Working With External Data (Part 2 of X)

February 2, 2010

This is the second post of a series related to working with external data for analysis or modeling purposes. You can read the first post HERE or read the “cliff notes” summary below.

***

Part 1 “Cliff Notes”

1.    Know what information you are hoping to derive from the data.
2.    Methodically narrow down your data for relevant data points. More data does not guarantee better or more accurate information.
3.    Some refinement considerations include:
a.    Time frames. Limit your data set to a span of time commensurate with a minimum level of technology as well as a consistent expectation of regulatory / industry standard requirements.
b.    Good fit. Consider points related to your industry, service offering / value proposition, and loss form categories.
c.    Duplicate records. When working with multiple external data sources, keep an eye out for duplicate event records.
d.    Consistency. Be consistent in how you analyze data points.

NOTE: Collecting and right sizing external data is useful for comparing your internal loss events to external loss events, understanding what a worst-case loss could like for your company and possibly incorporating into a data set to be used for modeling purposes.

***

In this post, I want to focus on right-sizing data points in your data set commiserate with the size of your company.

1.     Determine the minimum value where right-sizing is not worth the effort. When faced with hundreds or even thousands of data points – there is going to be a “magic number” of records where the number of records lost does not warrant right sizing. The more you understand your business processes and partner with the appropriate stakeholder (business partners, marketing, legal, privacy, etc…) the easier making this determination should be. They *should* be the subject matter expert(s) on these matters and be leveraged whenever possible.

TIME-OUT. For the uber-privacy / legal folks our there, the loss of just one record is not desirable. But, we have to be reasonable and acknowledge that are thresholds where the “squirm factor” varies.

2.    Understand the type of data lost / compromised. This is really easy to overlook. Some data loss events involve just customer (consumer) data, other events may include just employee data, and some events may include both types of data. Understanding the type of data lost could prove useful in determining which right-sizing method to use.

**Information provided:**

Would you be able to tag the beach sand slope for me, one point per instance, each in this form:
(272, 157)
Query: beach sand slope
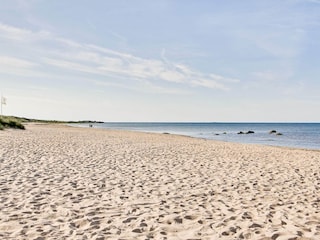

**What you will do:**
1 - According to the external data post, which two types of data can a data loss event involve?
2 - Translate this sentence from the external data post into Spanish: "More data does not guarantee better or more accurate information."
3 - Retype the part of the external data post that opens with the words containing "2.    Methodically narrow" and closes with "analyze data points.".

**Exercise solutions:**
1 - Customer (consumer) data and employee data.

2 - Más datos no garantizan una información mejor o más precisa.

3 -
2.    Methodically narrow down your data for relevant data points. More data does not guarantee better or more accurate information.
3.    Some refinement considerations include:
a.    Time frames. Limit your data set to a span of time commensurate with a minimum level of technology as well as a consistent expectation of regulatory / industry standard requirements.
b.    Good fit. Consider points related to your industry, service offering / value proposition, and loss form categories.
c.    Duplicate records. When working with multiple external data sources, keep an eye out for duplicate event records.
d.    Consistency. Be consistent in how you analyze data points.